(Dataset records)
>>>>

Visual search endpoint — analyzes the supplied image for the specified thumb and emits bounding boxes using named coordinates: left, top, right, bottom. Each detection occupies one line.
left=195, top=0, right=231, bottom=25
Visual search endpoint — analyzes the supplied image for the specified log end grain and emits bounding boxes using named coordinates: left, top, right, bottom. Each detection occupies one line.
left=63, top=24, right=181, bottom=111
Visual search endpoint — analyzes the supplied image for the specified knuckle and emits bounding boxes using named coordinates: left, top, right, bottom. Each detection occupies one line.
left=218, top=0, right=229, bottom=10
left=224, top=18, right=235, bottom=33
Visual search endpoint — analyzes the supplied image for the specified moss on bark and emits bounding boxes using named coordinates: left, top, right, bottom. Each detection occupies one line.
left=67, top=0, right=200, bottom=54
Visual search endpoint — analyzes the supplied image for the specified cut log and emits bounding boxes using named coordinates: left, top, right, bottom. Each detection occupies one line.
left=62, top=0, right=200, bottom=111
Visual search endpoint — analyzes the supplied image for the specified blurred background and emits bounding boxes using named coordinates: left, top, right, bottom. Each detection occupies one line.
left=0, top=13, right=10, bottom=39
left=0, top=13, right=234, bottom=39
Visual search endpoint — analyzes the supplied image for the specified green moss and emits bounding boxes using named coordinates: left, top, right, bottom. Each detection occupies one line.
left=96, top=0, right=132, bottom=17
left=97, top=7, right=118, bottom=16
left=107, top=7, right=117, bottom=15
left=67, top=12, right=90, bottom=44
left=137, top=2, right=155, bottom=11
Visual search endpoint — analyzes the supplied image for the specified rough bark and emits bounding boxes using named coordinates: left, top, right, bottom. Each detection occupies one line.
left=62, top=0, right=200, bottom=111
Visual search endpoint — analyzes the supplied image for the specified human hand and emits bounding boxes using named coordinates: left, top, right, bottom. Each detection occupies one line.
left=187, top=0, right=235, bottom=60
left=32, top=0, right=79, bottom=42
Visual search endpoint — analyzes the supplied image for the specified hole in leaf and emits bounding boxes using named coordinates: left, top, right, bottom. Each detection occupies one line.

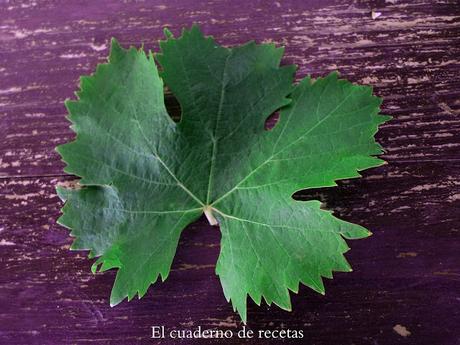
left=164, top=88, right=182, bottom=123
left=264, top=110, right=280, bottom=130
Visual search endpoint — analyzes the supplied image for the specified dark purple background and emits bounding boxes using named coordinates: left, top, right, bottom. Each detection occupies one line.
left=1, top=0, right=459, bottom=344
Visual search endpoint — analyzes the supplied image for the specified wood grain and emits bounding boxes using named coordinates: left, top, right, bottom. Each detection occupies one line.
left=1, top=0, right=459, bottom=344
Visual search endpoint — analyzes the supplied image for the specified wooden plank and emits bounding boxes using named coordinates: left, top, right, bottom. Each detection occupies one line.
left=1, top=0, right=459, bottom=177
left=1, top=161, right=458, bottom=344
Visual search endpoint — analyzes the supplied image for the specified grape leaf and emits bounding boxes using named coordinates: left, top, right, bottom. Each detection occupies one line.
left=56, top=25, right=390, bottom=322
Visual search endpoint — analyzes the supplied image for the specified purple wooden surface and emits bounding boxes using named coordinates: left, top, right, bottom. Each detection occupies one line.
left=1, top=0, right=459, bottom=344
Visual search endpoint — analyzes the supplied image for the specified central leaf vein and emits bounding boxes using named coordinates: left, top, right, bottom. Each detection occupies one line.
left=205, top=52, right=231, bottom=205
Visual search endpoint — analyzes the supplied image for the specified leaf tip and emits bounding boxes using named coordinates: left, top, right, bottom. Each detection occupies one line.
left=109, top=37, right=125, bottom=62
left=239, top=311, right=248, bottom=325
left=163, top=27, right=174, bottom=39
left=109, top=293, right=124, bottom=308
left=190, top=23, right=201, bottom=32
left=281, top=303, right=292, bottom=312
left=54, top=144, right=62, bottom=155
left=110, top=37, right=122, bottom=51
left=329, top=70, right=340, bottom=79
left=381, top=114, right=393, bottom=122
left=160, top=271, right=169, bottom=282
left=55, top=185, right=68, bottom=201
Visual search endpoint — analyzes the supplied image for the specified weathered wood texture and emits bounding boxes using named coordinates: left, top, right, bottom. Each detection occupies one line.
left=1, top=0, right=459, bottom=344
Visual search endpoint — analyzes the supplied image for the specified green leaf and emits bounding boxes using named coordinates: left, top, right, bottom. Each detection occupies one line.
left=57, top=25, right=390, bottom=322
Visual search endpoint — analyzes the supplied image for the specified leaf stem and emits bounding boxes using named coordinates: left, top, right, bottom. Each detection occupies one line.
left=204, top=205, right=218, bottom=225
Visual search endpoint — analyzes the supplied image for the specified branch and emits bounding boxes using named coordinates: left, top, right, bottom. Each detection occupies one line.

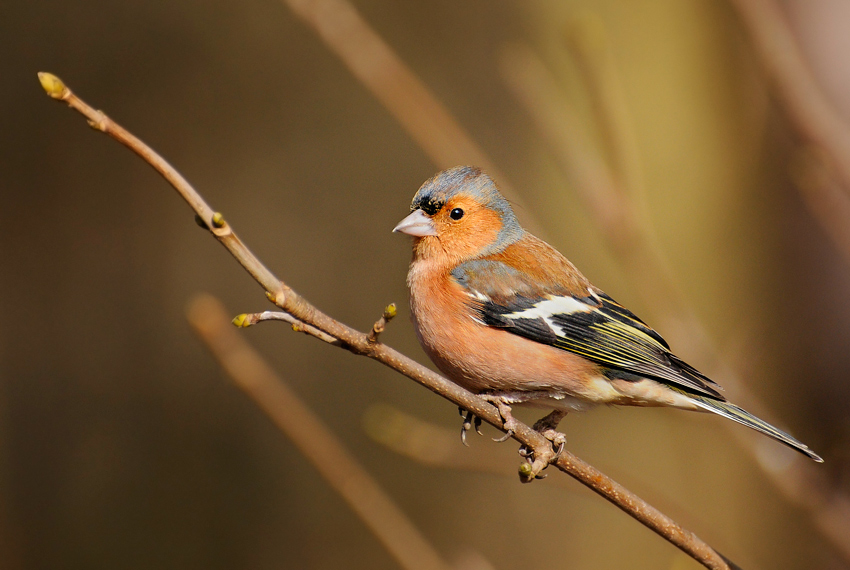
left=365, top=403, right=737, bottom=544
left=38, top=72, right=736, bottom=570
left=367, top=303, right=397, bottom=344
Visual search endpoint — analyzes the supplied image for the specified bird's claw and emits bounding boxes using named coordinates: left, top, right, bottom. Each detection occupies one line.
left=458, top=400, right=566, bottom=481
left=554, top=438, right=565, bottom=458
left=492, top=429, right=514, bottom=443
left=459, top=408, right=483, bottom=446
left=533, top=429, right=566, bottom=459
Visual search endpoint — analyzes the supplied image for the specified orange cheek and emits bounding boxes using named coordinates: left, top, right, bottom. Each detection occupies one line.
left=439, top=208, right=503, bottom=259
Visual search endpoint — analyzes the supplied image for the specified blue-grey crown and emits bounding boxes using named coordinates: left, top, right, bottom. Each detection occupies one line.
left=410, top=166, right=524, bottom=254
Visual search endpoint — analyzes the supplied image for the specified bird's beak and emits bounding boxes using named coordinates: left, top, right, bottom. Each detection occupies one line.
left=393, top=209, right=437, bottom=237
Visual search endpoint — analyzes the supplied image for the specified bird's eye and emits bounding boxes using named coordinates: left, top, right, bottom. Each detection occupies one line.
left=449, top=208, right=464, bottom=220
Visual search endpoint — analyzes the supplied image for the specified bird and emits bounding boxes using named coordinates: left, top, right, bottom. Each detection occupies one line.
left=393, top=165, right=823, bottom=463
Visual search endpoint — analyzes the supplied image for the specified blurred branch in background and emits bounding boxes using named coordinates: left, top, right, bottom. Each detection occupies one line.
left=366, top=404, right=706, bottom=521
left=278, top=0, right=547, bottom=236
left=792, top=148, right=850, bottom=263
left=564, top=14, right=648, bottom=213
left=188, top=294, right=457, bottom=570
left=39, top=73, right=735, bottom=570
left=497, top=37, right=737, bottom=412
left=364, top=403, right=510, bottom=475
left=728, top=0, right=850, bottom=198
left=278, top=0, right=516, bottom=205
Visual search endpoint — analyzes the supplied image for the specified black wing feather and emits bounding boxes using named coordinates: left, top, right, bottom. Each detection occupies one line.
left=471, top=290, right=722, bottom=399
left=453, top=259, right=722, bottom=399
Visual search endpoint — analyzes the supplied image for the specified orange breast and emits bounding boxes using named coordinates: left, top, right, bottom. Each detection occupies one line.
left=407, top=259, right=616, bottom=406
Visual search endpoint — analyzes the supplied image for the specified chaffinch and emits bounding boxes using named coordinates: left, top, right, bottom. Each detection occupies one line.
left=394, top=166, right=822, bottom=462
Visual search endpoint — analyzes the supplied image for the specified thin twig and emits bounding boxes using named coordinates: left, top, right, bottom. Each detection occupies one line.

<<<<

_WORK ITEM:_
Return every line of the records exactly as given, pictures excluded.

_ANSWER SPACE:_
Visual search endpoint — analyzes the supplied image for the specified thumb and emits bounding boxes using named coordinates: left, top, right, bottom. Each detection occupies one line.
left=195, top=0, right=231, bottom=25
Visual search endpoint — analyzes the supplied image for the specified log end grain and emits bounding boxes using named coordinates: left, top, right, bottom. Each detection occupies one line.
left=63, top=24, right=181, bottom=111
Visual search endpoint — analyzes the supplied image for the specified knuckle and emits bounding boxes using named coordinates: left, top, right, bottom. Each detection occupies one line.
left=218, top=0, right=229, bottom=10
left=224, top=18, right=235, bottom=33
Visual search endpoint — analyzes the supplied image for the specified moss on bark and emits bounding boxes using named coordinates: left, top, right, bottom. Each detection occupies one line.
left=67, top=0, right=200, bottom=54
Visual search endpoint — analyzes the supplied image for the specified cut log and emits bounding boxes using named coordinates: left, top, right, bottom. Each detection occupies one line.
left=62, top=0, right=200, bottom=111
Visual search endpoint — analyzes the supplied image for the specified blurred background and emits bounding boxes using named coordinates: left, top, right, bottom. Each detection occupies one line.
left=0, top=13, right=10, bottom=39
left=0, top=13, right=234, bottom=39
Visual search endpoint — analyzes the supplied image for the specified green moss and emits bounding boxes using named coordinates: left, top, right, bottom. Each detection occupies one line.
left=96, top=0, right=132, bottom=17
left=97, top=7, right=118, bottom=16
left=107, top=7, right=117, bottom=15
left=67, top=12, right=90, bottom=44
left=137, top=2, right=155, bottom=11
Visual search endpoint — analyzes the supplied image for the specified rough bark and emits bounding boxes using named coordinates: left, top, right, bottom. Each detection occupies one line.
left=62, top=0, right=200, bottom=111
Visual search endpoint — analyzes the supplied image for the specified human hand and emits bounding boxes using named coordinates: left, top, right, bottom. Each detection occupies one line.
left=187, top=0, right=235, bottom=60
left=32, top=0, right=79, bottom=42
Visual search endpoint — analyzes the supplied image for the specified hole in leaf and emits bounding boxes using named coordinates: left, top, right, bottom. Each detection occupies one line.

left=164, top=88, right=182, bottom=123
left=264, top=110, right=280, bottom=130
Visual search endpoint — analyzes the supplied image for the specified dark purple background and emits bounding boxes using named coordinates: left, top, right, bottom. Each detection occupies one line.
left=1, top=0, right=459, bottom=344
Visual search endpoint — analyzes the supplied image for the specified wood grain and emits bounding boxes using named coordinates: left, top, right, bottom. Each detection occupies one line.
left=1, top=0, right=459, bottom=344
Visual search endpoint — analyzes the supplied image for the specified wooden plank and emits bounding boxes using named coordinates: left, top, right, bottom. Each detection occupies one line.
left=1, top=0, right=459, bottom=177
left=1, top=161, right=458, bottom=344
Visual search endpoint — analyzes the supplied image for the specified grape leaf and emits bounding boxes using named coordinates: left, top, right, bottom. Each detection occupies one line.
left=56, top=25, right=390, bottom=322
Visual search endpoint — analyzes the supplied image for the specified purple wooden surface and emits bounding boxes using named coordinates: left, top, right, bottom. Each detection occupies one line.
left=1, top=0, right=459, bottom=344
Visual search endpoint — analyzes the supplied image for the specified central leaf vein and emits bounding boxes using named coordinates: left, top, right, bottom. Each detection occupies one line.
left=205, top=52, right=231, bottom=205
Visual search endpoint — analyzes the supplied image for the specified leaf tip and emits bounding boxes using named coordinates: left, top, right, bottom. Each detection occupies one line.
left=109, top=37, right=125, bottom=62
left=239, top=311, right=248, bottom=325
left=163, top=27, right=174, bottom=39
left=109, top=293, right=124, bottom=308
left=190, top=23, right=201, bottom=32
left=281, top=303, right=292, bottom=312
left=54, top=144, right=62, bottom=155
left=110, top=37, right=122, bottom=51
left=329, top=70, right=340, bottom=79
left=381, top=114, right=393, bottom=122
left=160, top=271, right=169, bottom=282
left=55, top=185, right=68, bottom=201
Visual search endpoint — analyzes the supplied image for the specified weathered wood texture and emits bounding boxes using named coordinates: left, top, right, bottom. Each detection occupies one line.
left=1, top=0, right=459, bottom=344
Visual search endpoint — analyzes the supplied image for the specified green leaf and emits bounding boxes using named coordinates: left, top, right, bottom. Each detection occupies one line.
left=57, top=25, right=390, bottom=322
Visual search endpoint — analyzes the supplied image for the specified leaf stem and emits bounding boxes using named coordinates: left, top, right, bottom. Each detection occupies one line.
left=204, top=205, right=218, bottom=225
Visual search endpoint — analyzes the supplied image for the specified branch and emits bounding boxes using named coordinates: left, top, right, bottom. Each detection occupies one line.

left=365, top=403, right=737, bottom=544
left=38, top=72, right=736, bottom=570
left=367, top=303, right=397, bottom=344
Visual search endpoint — analyzes the supplied image for the specified bird's claw and emits bounding boxes using named coordinates: left, top, right, bottom. Each detection occupies one line.
left=458, top=400, right=566, bottom=481
left=554, top=438, right=565, bottom=458
left=492, top=429, right=514, bottom=443
left=459, top=408, right=483, bottom=446
left=533, top=429, right=566, bottom=459
Visual search endpoint — analyzes the supplied image for the specified orange cheek and emits bounding boxes using named coordinates: left, top, right, bottom. Each detection occupies one line.
left=439, top=208, right=503, bottom=259
Visual search endpoint — analyzes the supplied image for the specified blue-grey crown and emits bounding boxes using named coordinates: left, top, right, bottom. Each detection occupies one line.
left=410, top=166, right=524, bottom=254
Visual search endpoint — analyzes the supplied image for the specified bird's beak and emits bounding boxes using named coordinates: left, top, right, bottom. Each detection occupies one line.
left=393, top=209, right=437, bottom=237
Visual search endpoint — analyzes the supplied image for the specified bird's eye and emits bounding boxes using named coordinates: left, top, right, bottom. Each detection occupies one line.
left=449, top=208, right=464, bottom=220
Visual search endpoint — analyzes the supplied image for the specified bird and emits bounding boxes using named coordinates: left, top, right, bottom. Each detection occupies one line.
left=393, top=165, right=823, bottom=463
Visual search endpoint — analyzes the supplied image for the specified blurred branch in background and emits bounding boxes using named coordinates: left, top, right, bottom. Each detection occupies one line.
left=366, top=404, right=706, bottom=521
left=278, top=0, right=547, bottom=236
left=792, top=148, right=850, bottom=263
left=564, top=14, right=648, bottom=213
left=188, top=294, right=457, bottom=570
left=39, top=73, right=735, bottom=570
left=497, top=37, right=737, bottom=412
left=364, top=403, right=510, bottom=475
left=728, top=0, right=850, bottom=198
left=278, top=0, right=516, bottom=205
Visual search endpoint — analyzes the supplied image for the specified black wing feather and emits bounding boxes using named coordinates: left, top, right, bottom. Each detection occupies one line.
left=471, top=290, right=722, bottom=399
left=453, top=259, right=722, bottom=399
Visual search endpoint — analyzes the supplied image for the specified orange breast and emits bounding boxes using named coordinates: left, top, right, bottom. Each detection occupies one line.
left=407, top=259, right=616, bottom=406
Visual search endpoint — analyzes the supplied image for the specified chaffinch and emits bounding boxes using named coordinates: left, top, right, bottom. Each detection occupies one line.
left=394, top=166, right=822, bottom=462
Visual search endpoint — analyzes the supplied image for the specified thin twig and emits bounding boxes using named coordinates: left, top, right, bottom. Each detection occupies one line.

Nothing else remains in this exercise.